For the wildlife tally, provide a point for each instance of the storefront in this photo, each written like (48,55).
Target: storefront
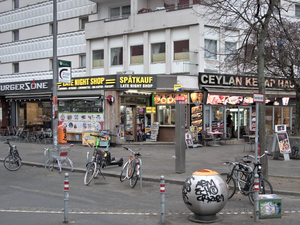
(29,103)
(229,97)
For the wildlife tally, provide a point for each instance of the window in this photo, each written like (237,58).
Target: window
(83,21)
(120,11)
(15,67)
(116,56)
(181,50)
(210,49)
(51,28)
(158,52)
(137,54)
(297,10)
(166,115)
(15,4)
(16,35)
(98,58)
(83,61)
(230,49)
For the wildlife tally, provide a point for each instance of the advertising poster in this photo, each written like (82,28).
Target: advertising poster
(283,142)
(80,122)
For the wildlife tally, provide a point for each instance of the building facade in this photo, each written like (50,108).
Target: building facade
(126,57)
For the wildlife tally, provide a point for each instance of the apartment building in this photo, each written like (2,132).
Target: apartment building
(126,55)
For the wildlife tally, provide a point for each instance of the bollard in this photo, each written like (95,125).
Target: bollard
(66,199)
(162,199)
(256,201)
(87,158)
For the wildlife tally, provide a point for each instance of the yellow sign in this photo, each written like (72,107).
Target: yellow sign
(177,87)
(150,109)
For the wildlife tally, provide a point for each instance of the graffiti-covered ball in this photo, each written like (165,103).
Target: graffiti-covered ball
(205,192)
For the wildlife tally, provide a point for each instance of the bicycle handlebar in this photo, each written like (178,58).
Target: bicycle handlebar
(132,152)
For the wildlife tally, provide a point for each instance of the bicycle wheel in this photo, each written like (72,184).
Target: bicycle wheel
(131,168)
(134,178)
(12,163)
(265,187)
(123,172)
(90,173)
(231,185)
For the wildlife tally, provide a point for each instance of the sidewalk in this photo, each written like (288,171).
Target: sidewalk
(159,159)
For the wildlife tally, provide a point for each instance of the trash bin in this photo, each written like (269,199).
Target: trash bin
(205,193)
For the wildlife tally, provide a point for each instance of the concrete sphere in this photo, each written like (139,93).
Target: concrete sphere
(205,193)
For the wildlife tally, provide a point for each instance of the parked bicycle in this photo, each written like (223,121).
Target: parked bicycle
(13,161)
(100,159)
(131,169)
(243,175)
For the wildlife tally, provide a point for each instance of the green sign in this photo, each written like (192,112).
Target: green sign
(64,71)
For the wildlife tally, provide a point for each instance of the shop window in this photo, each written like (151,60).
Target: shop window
(137,54)
(230,50)
(166,115)
(158,52)
(210,52)
(98,58)
(116,56)
(35,114)
(80,105)
(181,50)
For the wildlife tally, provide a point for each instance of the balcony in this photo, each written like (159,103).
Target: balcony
(139,22)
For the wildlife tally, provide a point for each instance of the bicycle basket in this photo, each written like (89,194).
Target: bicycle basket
(99,153)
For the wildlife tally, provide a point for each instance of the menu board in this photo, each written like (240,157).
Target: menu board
(168,98)
(80,122)
(283,142)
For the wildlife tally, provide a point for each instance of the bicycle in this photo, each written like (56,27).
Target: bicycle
(131,169)
(243,175)
(13,161)
(100,159)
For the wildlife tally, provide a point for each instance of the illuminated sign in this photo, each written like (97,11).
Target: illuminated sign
(89,83)
(26,86)
(136,81)
(242,81)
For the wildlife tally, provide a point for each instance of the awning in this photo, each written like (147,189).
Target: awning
(241,91)
(29,97)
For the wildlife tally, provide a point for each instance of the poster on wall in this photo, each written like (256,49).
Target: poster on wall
(283,139)
(80,122)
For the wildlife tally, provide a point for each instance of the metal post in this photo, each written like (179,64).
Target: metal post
(66,199)
(256,201)
(162,199)
(140,172)
(256,180)
(55,75)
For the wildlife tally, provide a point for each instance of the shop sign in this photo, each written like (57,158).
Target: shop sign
(64,71)
(89,83)
(177,87)
(242,81)
(136,81)
(168,98)
(26,86)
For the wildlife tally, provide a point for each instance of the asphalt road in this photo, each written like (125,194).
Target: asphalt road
(30,197)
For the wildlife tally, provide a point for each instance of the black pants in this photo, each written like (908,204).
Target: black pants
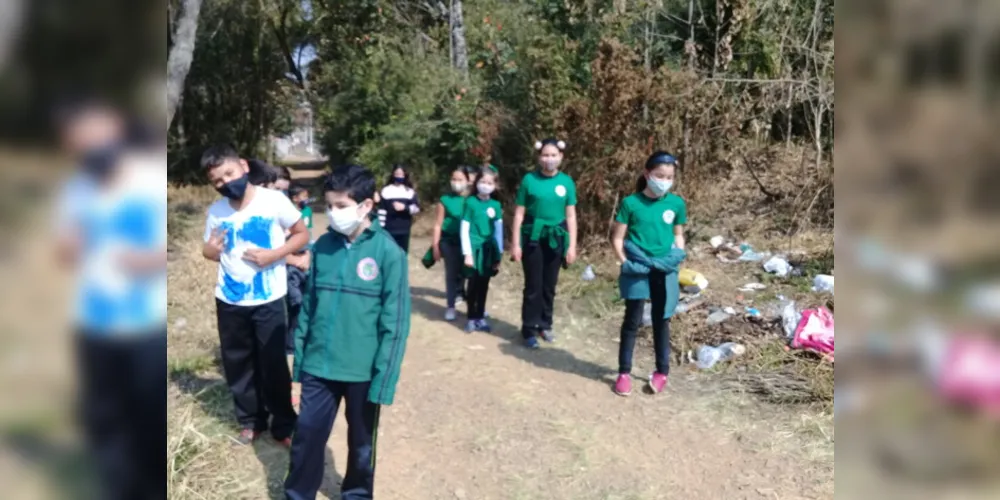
(253,358)
(541,265)
(454,281)
(293,323)
(123,411)
(479,287)
(661,326)
(403,240)
(320,400)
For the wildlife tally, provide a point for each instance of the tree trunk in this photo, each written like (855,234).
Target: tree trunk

*Work instructions*. Lay out every line of the items above as a Markdown table with two columns, Row and Line, numbering the rows in order and skipping blank lines. Leave the pictures out of the table.

*Expected answer*.
| Row | Line |
|---|---|
| 1 | For the wildlife tally, provide a point for each instance of the storefront in this photo, each written like (48,55). |
| 2 | Target: storefront |
| 3 | (29,103) |
| 4 | (229,97) |
| 5 | For the wildlife tally, provide a point for each instance of the window in this photo, each written like (237,58). |
| 6 | Target: window |
| 7 | (83,21) |
| 8 | (120,11) |
| 9 | (15,67) |
| 10 | (116,56) |
| 11 | (181,50) |
| 12 | (210,49) |
| 13 | (51,28) |
| 14 | (158,52) |
| 15 | (137,54) |
| 16 | (297,10) |
| 17 | (166,115) |
| 18 | (15,4) |
| 19 | (16,35) |
| 20 | (98,58) |
| 21 | (83,61) |
| 22 | (230,49) |
| 23 | For the wildlife tally, provide a point for each instance of the advertising poster in this photo, each written like (82,28). |
| 24 | Target: advertising poster |
| 25 | (283,142) |
| 26 | (80,122) |
| 27 | For the wildlife tally, provide a point for each instance of the building facade in this photo, each written like (50,108). |
| 28 | Target: building facade |
| 29 | (126,57) |
| 30 | For the wildlife tally, provide a point for each instance of the apartment building in this photo, each written like (2,132). |
| 31 | Target: apartment building |
| 32 | (126,55) |
| 33 | For the wildlife tally, provide a point for each instance of the bollard in this photo, each written like (95,125). |
| 34 | Target: bollard |
| 35 | (66,199) |
| 36 | (162,199) |
| 37 | (256,201) |
| 38 | (87,158) |
| 39 | For the wildlife tally, provide a point for each instance of the yellow sign in this photo, each written like (72,107). |
| 40 | Target: yellow sign |
| 41 | (177,87) |
| 42 | (150,109) |
| 43 | For the wildlife tally, provide a point for each instance of the graffiti-covered ball in this photo, each written like (165,103). |
| 44 | Target: graffiti-covered ball |
| 45 | (205,192) |
| 46 | For the wildlife tally, provide a point for each instance of the bicycle handlebar in this photo, each written like (178,58). |
| 47 | Target: bicycle handlebar |
| 48 | (132,152) |
| 49 | For the wildlife tally, provide a point for each instance of the bicycle wheel in this photo, each written like (72,184). |
| 50 | Target: bicycle wheel |
| 51 | (131,168) |
| 52 | (134,178) |
| 53 | (12,163) |
| 54 | (265,187) |
| 55 | (123,172) |
| 56 | (90,173) |
| 57 | (231,185) |
| 58 | For the wildlife tally, provide a point for each instance of the sidewalk in this photo, each written like (288,171). |
| 59 | Target: sidewalk |
| 60 | (159,159) |
| 61 | For the wildlife tally, provide a point for each instance of the trash bin in this photo, each written like (269,199). |
| 62 | Target: trash bin |
| 63 | (205,193) |
| 64 | For the wildlife tally, provide a point for each instance of the concrete sphere in this photo, each written like (139,93). |
| 65 | Target: concrete sphere |
| 66 | (205,193) |
| 67 | For the wildlife tally, provide a point for each instance of the parked bicycle in this photo, each written like (223,121). |
| 68 | Target: parked bicycle |
| 69 | (13,161) |
| 70 | (100,159) |
| 71 | (131,169) |
| 72 | (243,175) |
| 73 | For the wildlife tally, provide a point for each instance of the green sign in this photo, each written like (192,112). |
| 74 | Target: green sign |
| 75 | (64,71) |
| 76 | For the wildlife tally, provide a point for each instance of the shop window in this photo, each written like (151,60). |
| 77 | Target: shop window |
| 78 | (137,54) |
| 79 | (230,50) |
| 80 | (166,115) |
| 81 | (158,52) |
| 82 | (210,52) |
| 83 | (98,58) |
| 84 | (116,56) |
| 85 | (35,114) |
| 86 | (80,105) |
| 87 | (181,50) |
| 88 | For the wildlife tally, provide a point for each instance of the balcony in this photo, each written like (159,103). |
| 89 | Target: balcony |
| 90 | (139,22) |
| 91 | For the wildlife tally, provide a point for each instance of the bicycle basket in this photo, each written like (89,194). |
| 92 | Target: bicycle basket |
| 93 | (99,153) |
| 94 | For the wildlife tally, provide a point for each instance of the menu board in this photo, each written like (240,157). |
| 95 | Target: menu board |
| 96 | (168,98) |
| 97 | (80,122) |
| 98 | (283,142) |
| 99 | For the wildlife tally, provide a point for each instance of the bicycle in this photo, each written like (56,27). |
| 100 | Target: bicycle |
| 101 | (131,169) |
| 102 | (243,175) |
| 103 | (13,161) |
| 104 | (100,159) |
| 105 | For the wildlife tally, provide a point for each instance of the illuminated sign in this photo, each written like (97,11). |
| 106 | Target: illuminated sign |
| 107 | (89,83) |
| 108 | (26,86) |
| 109 | (136,81) |
| 110 | (242,81) |
| 111 | For the wildlife tally, provide a point for each instance of the awning in this photo, each written like (147,189). |
| 112 | Target: awning |
| 113 | (241,91) |
| 114 | (29,97) |
| 115 | For the wildlife tally, provide a point for each instance of the poster on wall in this photo, each written like (256,49). |
| 116 | Target: poster on wall |
| 117 | (283,139) |
| 118 | (80,122) |
| 119 | For the wildlife tally, provide a point for each instance of the metal post in this photo, each written like (179,64). |
| 120 | Target: metal post |
| 121 | (66,199) |
| 122 | (256,201) |
| 123 | (162,199) |
| 124 | (140,172) |
| 125 | (256,180) |
| 126 | (55,75) |
| 127 | For the wildlife tally, provide a point for each instance of the shop sign in this photo, each written like (57,158). |
| 128 | Target: shop sign |
| 129 | (64,71) |
| 130 | (89,83) |
| 131 | (177,87) |
| 132 | (242,81) |
| 133 | (136,81) |
| 134 | (168,98) |
| 135 | (26,86) |
| 136 | For the wildlife tally, provide a point for each instance of the asphalt road in this photo, each written like (125,194). |
| 137 | Target: asphalt road |
| 138 | (30,197) |
| 139 | For the wildlife tally, provide a point for each instance of the black pants in this photo, each written like (908,204). |
| 140 | Target: black pants |
| 141 | (253,358) |
| 142 | (541,265) |
| 143 | (454,281) |
| 144 | (293,323) |
| 145 | (123,411) |
| 146 | (479,287) |
| 147 | (661,326) |
| 148 | (403,240) |
| 149 | (320,400) |
| 150 | For the wildlife tally, provide a point for each instance of the tree trunk in this photo, each written like (855,234). |
| 151 | Target: tree trunk |